■ Records supplied:
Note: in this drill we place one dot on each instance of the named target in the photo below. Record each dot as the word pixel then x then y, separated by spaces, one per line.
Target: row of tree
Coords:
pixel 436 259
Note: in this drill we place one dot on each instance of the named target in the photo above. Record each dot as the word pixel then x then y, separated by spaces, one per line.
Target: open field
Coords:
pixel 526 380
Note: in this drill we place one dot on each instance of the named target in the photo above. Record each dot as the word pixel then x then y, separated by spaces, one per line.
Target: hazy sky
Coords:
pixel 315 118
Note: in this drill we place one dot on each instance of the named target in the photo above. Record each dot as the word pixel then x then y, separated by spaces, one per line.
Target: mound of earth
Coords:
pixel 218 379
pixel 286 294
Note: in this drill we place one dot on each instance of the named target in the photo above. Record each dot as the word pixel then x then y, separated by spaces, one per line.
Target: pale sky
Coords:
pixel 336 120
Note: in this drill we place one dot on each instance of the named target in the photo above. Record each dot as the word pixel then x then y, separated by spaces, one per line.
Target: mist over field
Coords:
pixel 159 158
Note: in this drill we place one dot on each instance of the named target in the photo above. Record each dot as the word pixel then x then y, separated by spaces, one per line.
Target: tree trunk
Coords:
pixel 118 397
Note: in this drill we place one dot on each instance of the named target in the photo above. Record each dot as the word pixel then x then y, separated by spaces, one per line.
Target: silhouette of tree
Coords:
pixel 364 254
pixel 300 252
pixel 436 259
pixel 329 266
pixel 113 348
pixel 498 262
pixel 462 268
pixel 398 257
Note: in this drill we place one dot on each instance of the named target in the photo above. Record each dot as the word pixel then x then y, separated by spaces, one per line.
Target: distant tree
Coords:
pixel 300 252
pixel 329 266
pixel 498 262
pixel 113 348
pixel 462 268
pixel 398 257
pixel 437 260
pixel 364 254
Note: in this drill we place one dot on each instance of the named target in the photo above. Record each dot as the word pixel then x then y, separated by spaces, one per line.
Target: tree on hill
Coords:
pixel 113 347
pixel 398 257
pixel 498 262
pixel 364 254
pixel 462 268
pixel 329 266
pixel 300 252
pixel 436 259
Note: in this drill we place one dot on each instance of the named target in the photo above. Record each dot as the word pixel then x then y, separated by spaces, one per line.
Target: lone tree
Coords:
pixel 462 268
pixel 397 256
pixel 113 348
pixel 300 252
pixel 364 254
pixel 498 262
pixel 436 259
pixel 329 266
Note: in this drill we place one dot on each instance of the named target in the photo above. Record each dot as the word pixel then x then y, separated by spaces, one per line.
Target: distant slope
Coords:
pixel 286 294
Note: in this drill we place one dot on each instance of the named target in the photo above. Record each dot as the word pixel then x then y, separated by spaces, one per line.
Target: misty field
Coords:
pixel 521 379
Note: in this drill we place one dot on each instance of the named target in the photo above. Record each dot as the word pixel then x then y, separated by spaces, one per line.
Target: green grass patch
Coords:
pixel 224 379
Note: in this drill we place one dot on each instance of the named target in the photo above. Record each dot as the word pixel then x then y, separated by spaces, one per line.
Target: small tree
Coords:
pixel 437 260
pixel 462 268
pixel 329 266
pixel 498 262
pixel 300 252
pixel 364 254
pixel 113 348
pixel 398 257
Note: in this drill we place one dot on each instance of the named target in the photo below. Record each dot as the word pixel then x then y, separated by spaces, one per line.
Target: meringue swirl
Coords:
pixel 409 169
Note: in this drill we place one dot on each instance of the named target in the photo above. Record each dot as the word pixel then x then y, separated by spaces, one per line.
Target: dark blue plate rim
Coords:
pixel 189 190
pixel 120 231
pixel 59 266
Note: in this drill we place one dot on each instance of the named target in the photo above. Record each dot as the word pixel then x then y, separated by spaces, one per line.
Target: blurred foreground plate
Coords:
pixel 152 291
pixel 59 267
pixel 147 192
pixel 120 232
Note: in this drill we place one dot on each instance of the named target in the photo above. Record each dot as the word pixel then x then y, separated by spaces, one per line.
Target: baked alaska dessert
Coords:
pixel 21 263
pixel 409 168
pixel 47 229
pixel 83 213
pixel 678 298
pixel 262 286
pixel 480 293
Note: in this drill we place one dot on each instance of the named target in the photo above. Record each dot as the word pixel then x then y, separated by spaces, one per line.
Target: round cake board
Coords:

■ Objective: Reproduce the material word for word, starting with its first line and ending with the line that contains "pixel 159 158", including that line.

■ Answer in full:
Note: in this drill we place one dot on each instance of the named target in the photo below. Record each dot as the word pixel then x then y, separated by spaces, one per line.
Target: row of tree
Coords:
pixel 436 259
Note: in this drill we place one dot on each instance of the named target in the photo above. Record each dot as the word pixel then x then y, separated by spaces, one per line.
Target: open field
Coords:
pixel 526 380
Note: in this drill we place one dot on each instance of the named target in the photo above. Record each dot as the word pixel then x then y, separated by spaces, one per line.
Target: hazy sky
Coords:
pixel 315 118
Note: in this drill we place one dot on each instance of the named target in the photo above. Record each dot as the word pixel then x then y, separated by spaces, one per line.
Target: mound of earth
Coords:
pixel 218 379
pixel 286 294
Note: in this drill we place one dot on each instance of the named target in the photo above. Record each dot as the word pixel then x then y, separated by spaces, one per line.
Target: pale sky
Coords:
pixel 336 120
Note: in this drill we place one dot on each instance of the named target in the photo above. Record each dot as the word pixel then x then y, separated by spaces, one per line.
Target: mist over field
Coords:
pixel 159 158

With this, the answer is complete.